Given instruction 1: Condense the paragraph of the Michael Jackson tribute that begins "He performed in soccer stadiums" into a bulleted list that keeps its main facts.
Given instruction 2: Extract every line of the listing that contains the string "Each", matching case exactly.

Selected extract:
----------------------------------------

Madonna surprised MTV’s VMAs tonight by opening the show with a long speech about Michael Jackson. Read her entire tribute here:

“Michael Jackson. [Cheers] I have a little bit more to say than that. OK, here we go again. Michael Jackson was born in August 1958. So was I. Michael Jackson grew up in the suburbs of the midwest. So did I. When Michael Jackson was six, he became a superstar, and was perhaps the world’s most beloved child. When I was six, my mother died. I think he got the shorter end of the stick. I never had a mother, but he never had a childhood. And when you never get to have something, you become obsessed by it.

I spent my childhood searching for my mother figures. Sometimes I was successful, but how do you recreate your childhood when you are under the magnifying glass of the world.

There is no question that Michael Jackson is one of the greatest talents the world has ever known. That when he sang a song at the ripe old age of 8 he could make you feel like an experienced adult was squeezing your heart with his word. That when he moved he had the elegance of Fred Astaire and packed the punch of Muhammed Ali. That his music had an extra layer of inexplicable magic that didn’t just make you want to dance but actually made you believe you could fly, dare to dream, be anything that you wanted to be. Because that is what heroes do and Michael Jackson was a hero.

He performed in soccer stadiums around the world, and sold hundreds of millions of records and dined with prime ministers and presidents. Girls fell in love with him, boys fell in love with him, everyone wanted to dance like him. He seemed otherworldly - but he was a human being.

Like most performers he was shy and plagued with insecurities. I can’t say we were great friends, but in 1991 I decided I wanted to try to get to know him better. I asked him out to dinner, I said “My treat, I’ll drive - just you and me.”

He agreed and showed up to my house without any bodyguards. We drove to the restaurant in my car. It was dark out, but he was still wearing sunglasses.

I said, “Michael, I feel like I’m talking to a limosine. Do you think you can take off your glasses so I can see your eyes?”

Then he tossed the glasses out the window, looked at me with a wink and a smile and said, “Can you see me now? Is that better?”

in that moment, I could see both his vulnerability and his charm. The rest of the dinner, I was hellbent on getting him to eat French Fries, drink wine, have dessert and say bad words. Things he never seemed to allow himself to do. Later we went back to my house to watch a movie and sat on the couch like two kids, and somewhere in the middle of the movie, his hand snuck over and held mine.

It felt like he was looking for more of a friend than a romance, and I was happy to oblige. In that moment, he didn’t feel like a superstar. He felt like a human being.

----------------------------------------

Data supplied:

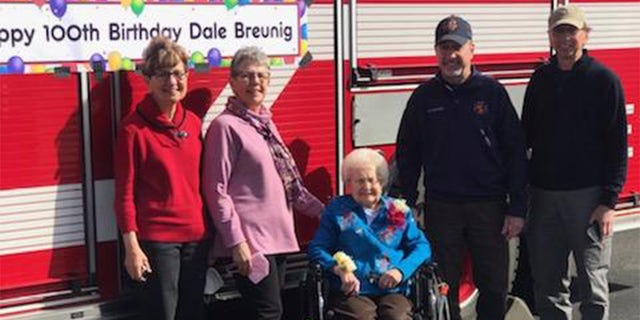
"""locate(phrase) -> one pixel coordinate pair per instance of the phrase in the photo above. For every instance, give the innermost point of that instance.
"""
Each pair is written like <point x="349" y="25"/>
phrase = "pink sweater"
<point x="243" y="190"/>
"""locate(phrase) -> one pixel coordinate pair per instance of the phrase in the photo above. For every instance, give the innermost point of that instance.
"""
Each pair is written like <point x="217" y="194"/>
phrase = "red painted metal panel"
<point x="433" y="1"/>
<point x="306" y="117"/>
<point x="41" y="271"/>
<point x="429" y="60"/>
<point x="40" y="131"/>
<point x="204" y="88"/>
<point x="101" y="128"/>
<point x="626" y="63"/>
<point x="108" y="264"/>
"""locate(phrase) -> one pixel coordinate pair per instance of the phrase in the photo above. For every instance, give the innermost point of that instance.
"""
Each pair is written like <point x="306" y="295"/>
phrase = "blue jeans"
<point x="174" y="289"/>
<point x="454" y="228"/>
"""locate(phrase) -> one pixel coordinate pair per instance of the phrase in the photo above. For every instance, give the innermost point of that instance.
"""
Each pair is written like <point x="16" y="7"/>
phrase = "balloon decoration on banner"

----------------------------------------

Final result 1:
- Performed in soccer stadiums around the world
- Sold hundreds of millions of records
- Dined with prime ministers and presidents
- Girls and boys fell in love with him, and everyone wanted to dance like him
- Seemed otherworldly, but was a human being

Final result 2:
Each pair is written like <point x="349" y="25"/>
Each pair is written like <point x="217" y="194"/>
Each pair is written like <point x="306" y="295"/>
Each pair is written like <point x="16" y="7"/>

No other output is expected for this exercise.